### To be done
Update the listing below by replacing "pixel coordinates" with "image coordinates" throughout, keeping everything else the same, and leave the pictures out of your answer.

───── Supplied data

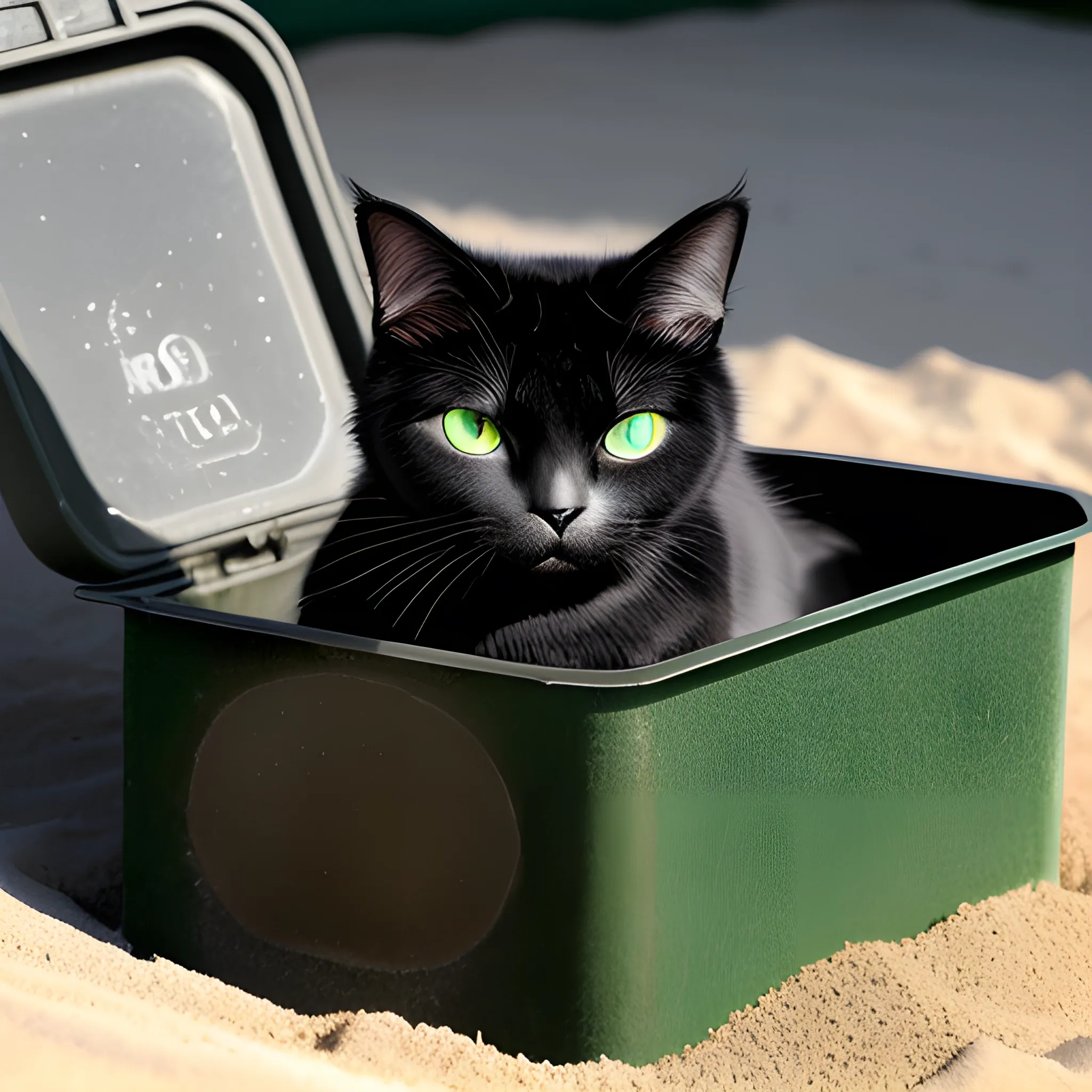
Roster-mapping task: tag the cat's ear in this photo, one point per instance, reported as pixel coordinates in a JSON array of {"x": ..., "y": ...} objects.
[
  {"x": 675, "y": 287},
  {"x": 417, "y": 274}
]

──────────

### The output
Roster-mapping task: tag the cat's ear in this photo, one point per instance, reported as image coordinates in a JSON array of {"x": ..., "y": ...} objects.
[
  {"x": 675, "y": 287},
  {"x": 417, "y": 274}
]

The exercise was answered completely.